PROVIDED INFORMATION —

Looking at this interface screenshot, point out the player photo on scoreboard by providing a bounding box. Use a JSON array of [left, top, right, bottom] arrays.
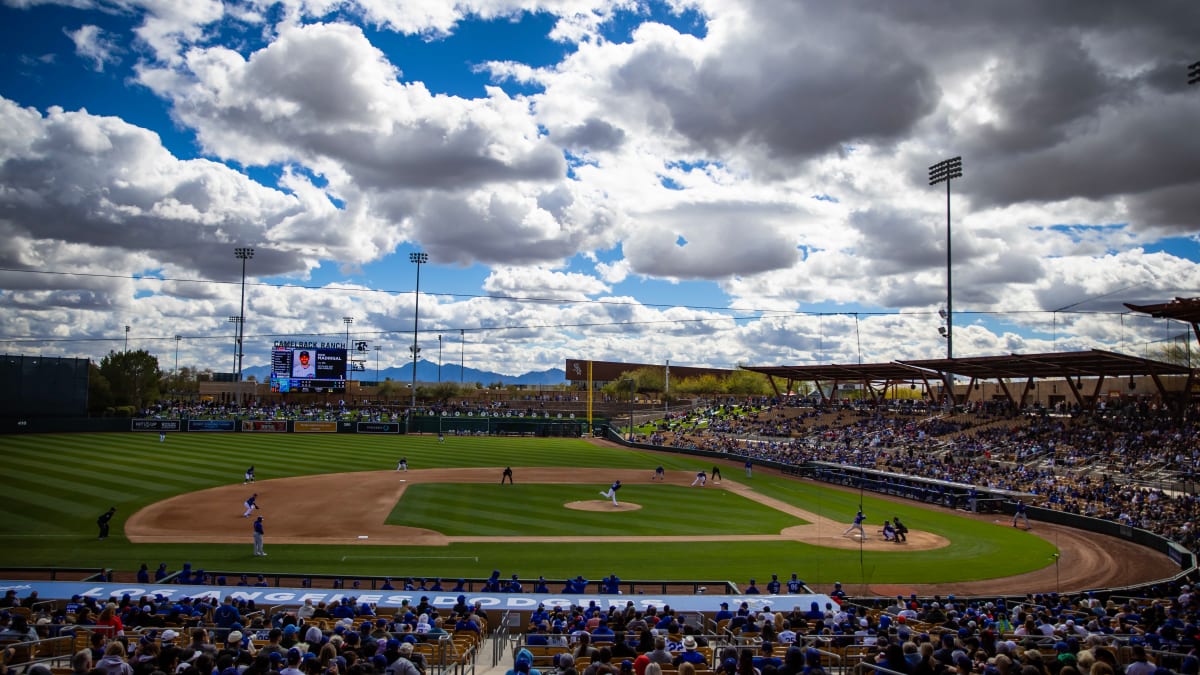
[[292, 350, 317, 378]]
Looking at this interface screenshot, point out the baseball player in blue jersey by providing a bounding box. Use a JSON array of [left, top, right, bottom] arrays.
[[254, 515, 266, 555], [1013, 500, 1030, 530], [600, 480, 620, 506], [841, 510, 866, 539], [241, 492, 258, 518], [787, 572, 804, 593]]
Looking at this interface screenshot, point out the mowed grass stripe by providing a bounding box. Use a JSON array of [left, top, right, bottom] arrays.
[[388, 483, 803, 536], [0, 434, 1054, 583]]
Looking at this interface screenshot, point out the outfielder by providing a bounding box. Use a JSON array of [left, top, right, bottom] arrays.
[[841, 510, 866, 540], [1013, 500, 1030, 530], [600, 480, 620, 506], [254, 515, 266, 555], [241, 492, 258, 518]]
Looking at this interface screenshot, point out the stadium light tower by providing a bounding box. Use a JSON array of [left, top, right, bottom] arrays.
[[342, 316, 354, 381], [408, 251, 430, 419], [625, 377, 637, 443], [929, 157, 962, 359], [229, 316, 241, 396], [233, 246, 254, 405]]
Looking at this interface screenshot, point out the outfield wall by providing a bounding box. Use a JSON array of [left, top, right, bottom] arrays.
[[0, 413, 608, 438]]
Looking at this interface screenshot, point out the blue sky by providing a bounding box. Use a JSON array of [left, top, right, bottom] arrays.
[[0, 0, 1200, 374]]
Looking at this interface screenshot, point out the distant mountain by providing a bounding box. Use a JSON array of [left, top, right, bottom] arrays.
[[241, 359, 566, 386]]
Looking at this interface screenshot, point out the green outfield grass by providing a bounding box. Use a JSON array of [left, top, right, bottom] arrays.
[[0, 432, 1054, 583], [388, 483, 804, 537]]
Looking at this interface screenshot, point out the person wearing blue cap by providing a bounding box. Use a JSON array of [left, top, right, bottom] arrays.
[[96, 507, 116, 540], [841, 509, 866, 542], [388, 640, 421, 675], [504, 647, 541, 675], [600, 480, 620, 507], [1013, 500, 1030, 530]]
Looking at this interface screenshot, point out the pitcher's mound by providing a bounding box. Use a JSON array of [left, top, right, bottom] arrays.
[[563, 500, 642, 510]]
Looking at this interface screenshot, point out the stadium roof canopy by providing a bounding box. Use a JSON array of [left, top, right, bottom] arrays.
[[1126, 298, 1200, 342], [746, 350, 1194, 404], [899, 350, 1192, 380], [1124, 298, 1200, 325]]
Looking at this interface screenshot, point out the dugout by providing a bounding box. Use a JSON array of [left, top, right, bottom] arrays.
[[782, 461, 1033, 513]]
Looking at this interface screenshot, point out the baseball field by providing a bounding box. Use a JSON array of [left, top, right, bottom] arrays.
[[0, 432, 1177, 595]]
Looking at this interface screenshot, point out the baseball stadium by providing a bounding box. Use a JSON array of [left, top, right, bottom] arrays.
[[0, 338, 1198, 675]]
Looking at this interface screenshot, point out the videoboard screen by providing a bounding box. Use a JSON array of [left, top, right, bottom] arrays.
[[271, 342, 346, 394]]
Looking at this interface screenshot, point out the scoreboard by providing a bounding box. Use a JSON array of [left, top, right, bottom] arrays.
[[271, 344, 346, 394]]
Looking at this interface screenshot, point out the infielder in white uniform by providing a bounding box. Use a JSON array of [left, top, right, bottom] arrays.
[[600, 480, 620, 506], [241, 492, 258, 518]]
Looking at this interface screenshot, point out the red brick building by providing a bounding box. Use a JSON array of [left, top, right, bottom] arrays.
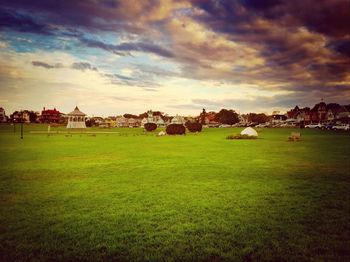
[[40, 107, 62, 123]]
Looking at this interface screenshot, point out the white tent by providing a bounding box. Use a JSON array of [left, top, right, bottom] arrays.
[[241, 127, 258, 136]]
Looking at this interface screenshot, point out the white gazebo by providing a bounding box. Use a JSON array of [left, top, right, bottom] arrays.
[[67, 106, 86, 128]]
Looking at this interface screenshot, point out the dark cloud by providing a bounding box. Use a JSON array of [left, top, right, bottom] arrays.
[[81, 38, 174, 58], [329, 40, 350, 57], [32, 61, 63, 69], [71, 62, 97, 71], [0, 8, 53, 35], [102, 71, 160, 91]]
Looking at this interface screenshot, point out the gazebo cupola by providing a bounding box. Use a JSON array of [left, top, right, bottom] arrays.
[[67, 106, 86, 128]]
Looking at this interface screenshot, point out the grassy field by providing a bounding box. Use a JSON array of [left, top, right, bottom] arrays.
[[0, 125, 350, 261]]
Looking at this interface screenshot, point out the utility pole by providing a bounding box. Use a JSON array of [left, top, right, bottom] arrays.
[[21, 120, 23, 139]]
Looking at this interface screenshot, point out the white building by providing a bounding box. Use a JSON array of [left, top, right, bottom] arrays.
[[0, 107, 7, 122], [67, 106, 86, 128], [171, 115, 185, 125]]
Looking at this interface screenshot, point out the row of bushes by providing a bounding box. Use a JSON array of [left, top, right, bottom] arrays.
[[144, 122, 202, 135]]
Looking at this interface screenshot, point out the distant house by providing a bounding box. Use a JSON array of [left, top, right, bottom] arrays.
[[10, 110, 30, 123], [40, 107, 62, 123], [116, 116, 129, 127], [0, 107, 7, 122], [171, 115, 185, 125], [100, 117, 117, 127], [67, 106, 86, 129], [128, 118, 141, 127]]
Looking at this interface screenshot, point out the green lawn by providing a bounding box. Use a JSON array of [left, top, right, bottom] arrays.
[[0, 125, 350, 261]]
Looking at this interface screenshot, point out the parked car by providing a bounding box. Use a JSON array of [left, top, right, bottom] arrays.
[[322, 124, 333, 130], [219, 124, 231, 127], [305, 124, 322, 128], [333, 124, 350, 131], [255, 123, 267, 128]]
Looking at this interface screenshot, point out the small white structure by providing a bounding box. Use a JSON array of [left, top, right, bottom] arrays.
[[241, 127, 258, 137], [147, 110, 154, 123], [141, 118, 148, 128], [67, 106, 86, 128], [157, 117, 165, 127], [158, 131, 166, 136], [171, 115, 185, 124]]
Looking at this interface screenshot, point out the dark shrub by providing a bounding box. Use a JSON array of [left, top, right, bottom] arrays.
[[186, 122, 202, 132], [143, 123, 157, 132], [166, 124, 186, 135], [226, 134, 257, 140]]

GIVEN INSTRUCTION —
The lines to quote run from the one containing "Looking at this interface screenshot, point out the utility" through the final line of the material above; please give them exactly, both ends included, and nothing else.

SOLVED EXERCISE —
Looking at this interface screenshot, point out the utility pole by providing a bounding box. Use a JSON array of [left, top, right, bottom] arrays.
[[21, 120, 23, 139]]
Looking at this interface screenshot, point out the white building by providing a bounding box. Use a JSON array of [left, top, right, bottom] arrays.
[[0, 107, 7, 122], [67, 106, 86, 128], [171, 115, 185, 125]]
Looking at this interface screenshot, point out the row of bushes by providing a bounding box. Use a JSON array of [left, top, right, bottom] arrays.
[[144, 122, 202, 135]]
Looking at this interface screenshot, point out the distant house by providing a bounding box. Use a JSON array of [left, top, right, bottom] arrays.
[[10, 110, 30, 123], [40, 107, 62, 123], [116, 116, 129, 127], [0, 107, 7, 122], [171, 115, 185, 125], [100, 117, 117, 127], [67, 106, 86, 129], [128, 118, 141, 127]]
Looking at this interface screenshot, point out the green lawn by providing a bounding box. Use a JSON array of [left, top, right, bottom] arrays.
[[0, 125, 350, 261]]
Looking at this interface screenshot, point out the parked car by providing a bounding box. Use a JSON array of [left, top, right, bottom] arrays.
[[322, 124, 333, 130], [219, 124, 231, 127], [305, 124, 322, 128], [333, 124, 350, 131], [255, 123, 267, 128]]
Looking at this interface screenshot, point out the small white structure by providing a bounding box. Use a JSON array of [left, top, right, bottom] arrays.
[[241, 127, 258, 137], [147, 110, 154, 123], [141, 118, 148, 128], [67, 106, 86, 128], [157, 117, 165, 127], [158, 131, 166, 136], [171, 115, 185, 124]]
Looking at this interface screenshot, point out the dark shrub by providing a bounding box. Use a JSON array of [left, top, right, bottom] arrays.
[[186, 122, 202, 132], [143, 123, 157, 132], [166, 124, 186, 135], [226, 134, 257, 140]]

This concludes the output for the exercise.